Data to use start

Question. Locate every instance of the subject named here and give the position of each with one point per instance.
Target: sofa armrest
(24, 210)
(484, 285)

Data to use end
Data to use start

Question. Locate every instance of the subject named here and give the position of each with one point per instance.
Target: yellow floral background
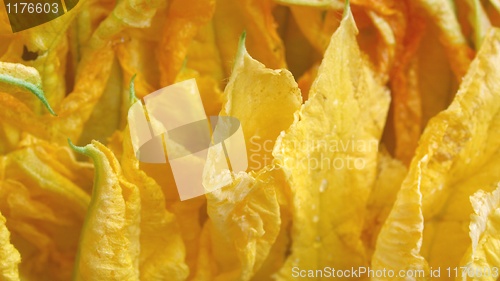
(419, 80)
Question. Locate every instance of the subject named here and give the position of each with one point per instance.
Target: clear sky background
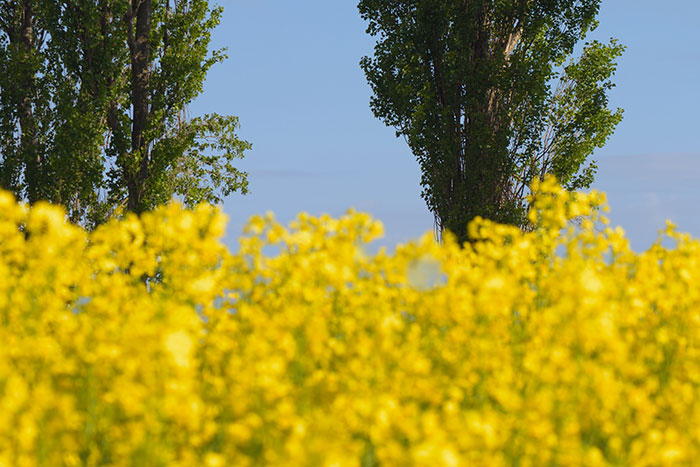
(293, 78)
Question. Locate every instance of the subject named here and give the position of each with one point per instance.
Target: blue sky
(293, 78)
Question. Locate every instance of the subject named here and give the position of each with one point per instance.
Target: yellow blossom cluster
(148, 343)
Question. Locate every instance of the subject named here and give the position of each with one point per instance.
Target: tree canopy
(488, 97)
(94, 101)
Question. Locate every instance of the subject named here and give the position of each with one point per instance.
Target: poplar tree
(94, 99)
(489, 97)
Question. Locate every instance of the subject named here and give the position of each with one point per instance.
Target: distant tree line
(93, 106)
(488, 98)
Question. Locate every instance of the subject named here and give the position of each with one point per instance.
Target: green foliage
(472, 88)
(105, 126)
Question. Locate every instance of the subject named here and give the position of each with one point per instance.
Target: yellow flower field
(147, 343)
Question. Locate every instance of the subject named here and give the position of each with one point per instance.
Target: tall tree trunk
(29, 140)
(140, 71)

Data to use end

Stated exercise:
Pick out each line in the material above that contains the string "tree" and copy those lines in full. Match case exactly.

Response:
Target: tree canopy
Target: poplar tree
Target: distant tree line
Target: tall tree trunk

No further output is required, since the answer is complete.